→ TASKS FOR THIS EXERCISE
**a)** From the passage on state media account security below, list every social media platform it names.
**b)** In the passage on state media account security below, what form of two-factor authentication is described as vulnerable to SIM-swapping attacks?

→ READING PASSAGE
━━━━
The broader regulatory gap exposed by this incident is the absence of a Kuwaiti legal
framework specifically addressing the security obligations of state media and news
agencies that publish official government-attributed content on social media platforms.
State news agencies occupy a unique regulatory position: they are government entities
processing information with official attribution status, but they operate on commercial
third-party platforms (Twitter/X, Facebook, Instagram) whose account security is
dependent on the platforms’ own security infrastructure and the practices of
the media organizations managing the accounts. Kuwait has no regulatory requirement
specifically mandating security standards for state media social media account management,
creating a governance gap that threat actors can exploit.
The international dimension of social media disinformation creates regulatory challenges
that Kuwait’s domestic framework cannot address unilaterally. Coordinating with
Twitter/X and other platforms to establish rapid-response mechanisms for account
compromise notifications, verified state entity status indicators, and expedited
content removal for confirmed disinformation from compromised verified accounts
requires diplomatic and regulatory engagement with platform companies that operates
at the international rather than domestic regulatory level. Kuwait should pursue
these arrangements through bilateral platform engagement and through GCC-level
coordination on social media security for state institutions.
## What Should Have Been Done
Protecting a state news agency’s social media presence from account takeover
requires a combination of technical security controls, operational procedures, and
crisis response capabilities that are proportionate to the institutional significance
of the accounts being protected.
Hardware security keys implementing the FIDO2 standard represent the gold standard
for social media account security for high-value institutional accounts. Unlike
SMS-based two-factor authentication, which is vulnerable to SIM-swapping attacks,
or authenticator app codes, which can be phished through real-time man-in-the-middle
attacks, FIDO2 hardware keys cryptographically bind the authentication process to
the specific website being accessed, making it impossible to phish credentials even
if an attacker intercepts the authentication session. Twitter/X supports hardware
security key authentication; KUNA should have been one of the first state media
organizations in Kuwait to implement this capability for all accounts with posting
authority.
Social media account access should have been restricted through IP allowlisting,
permitting login attempts only from KUNA’s registered office IP addresses
and approved VPN exit nodes. Any authentication attempt from an unrecognized IP
address should have triggered an immediate alert to KUNA’s security team
and required additional verification before access was granted. Combined with
hardware security keys, IP allowlisting would have provided a second layer of
defence that significantly constrained the attack surface available to remote
threat actors attempting account takeover.
KUNA should have implemented a social media management platform with built-in
access controls, approval workflows, and audit logging for all posting activity.
━━━━
→ GIVEN INFORMATION
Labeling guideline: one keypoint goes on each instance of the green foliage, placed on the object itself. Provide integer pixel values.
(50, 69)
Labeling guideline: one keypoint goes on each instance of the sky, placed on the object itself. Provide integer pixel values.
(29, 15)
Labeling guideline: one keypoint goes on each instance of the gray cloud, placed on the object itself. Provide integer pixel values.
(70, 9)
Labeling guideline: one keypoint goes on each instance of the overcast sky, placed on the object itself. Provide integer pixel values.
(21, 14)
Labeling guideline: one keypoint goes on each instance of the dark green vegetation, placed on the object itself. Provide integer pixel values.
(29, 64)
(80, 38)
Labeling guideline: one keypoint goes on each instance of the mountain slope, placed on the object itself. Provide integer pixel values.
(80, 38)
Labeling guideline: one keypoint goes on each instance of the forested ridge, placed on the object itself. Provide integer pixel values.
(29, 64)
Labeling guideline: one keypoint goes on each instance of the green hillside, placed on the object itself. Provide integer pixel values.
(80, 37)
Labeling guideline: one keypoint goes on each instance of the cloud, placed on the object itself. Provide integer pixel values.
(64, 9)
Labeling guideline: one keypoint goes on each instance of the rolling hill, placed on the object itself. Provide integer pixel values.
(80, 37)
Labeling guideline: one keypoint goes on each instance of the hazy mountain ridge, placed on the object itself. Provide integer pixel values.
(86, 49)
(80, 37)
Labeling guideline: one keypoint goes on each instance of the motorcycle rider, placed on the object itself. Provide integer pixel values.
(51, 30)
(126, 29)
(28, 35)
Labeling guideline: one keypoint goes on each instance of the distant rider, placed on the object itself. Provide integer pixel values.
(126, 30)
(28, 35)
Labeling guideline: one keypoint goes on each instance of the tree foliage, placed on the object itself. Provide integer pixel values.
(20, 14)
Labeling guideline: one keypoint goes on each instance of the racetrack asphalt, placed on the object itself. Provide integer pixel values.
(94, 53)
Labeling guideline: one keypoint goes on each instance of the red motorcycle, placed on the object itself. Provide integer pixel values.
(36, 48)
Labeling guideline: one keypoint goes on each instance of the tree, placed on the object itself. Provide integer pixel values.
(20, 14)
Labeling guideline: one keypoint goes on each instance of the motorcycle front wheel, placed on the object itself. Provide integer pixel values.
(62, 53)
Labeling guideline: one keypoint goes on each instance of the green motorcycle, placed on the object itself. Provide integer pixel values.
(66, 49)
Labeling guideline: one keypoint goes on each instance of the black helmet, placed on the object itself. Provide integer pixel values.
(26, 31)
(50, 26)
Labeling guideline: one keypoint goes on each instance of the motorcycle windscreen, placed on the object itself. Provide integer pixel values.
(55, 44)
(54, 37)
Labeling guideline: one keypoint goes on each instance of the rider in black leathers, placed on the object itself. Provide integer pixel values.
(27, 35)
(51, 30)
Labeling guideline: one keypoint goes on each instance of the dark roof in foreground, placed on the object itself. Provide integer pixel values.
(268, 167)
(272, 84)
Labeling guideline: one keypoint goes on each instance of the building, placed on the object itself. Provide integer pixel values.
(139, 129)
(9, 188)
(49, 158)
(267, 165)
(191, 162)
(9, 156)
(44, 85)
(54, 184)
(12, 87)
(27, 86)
━━━━
→ SOLUTIONS PER TASK
**a)**
Twitter/X
Facebook
Instagram

**b)** SMS-based two-factor authentication.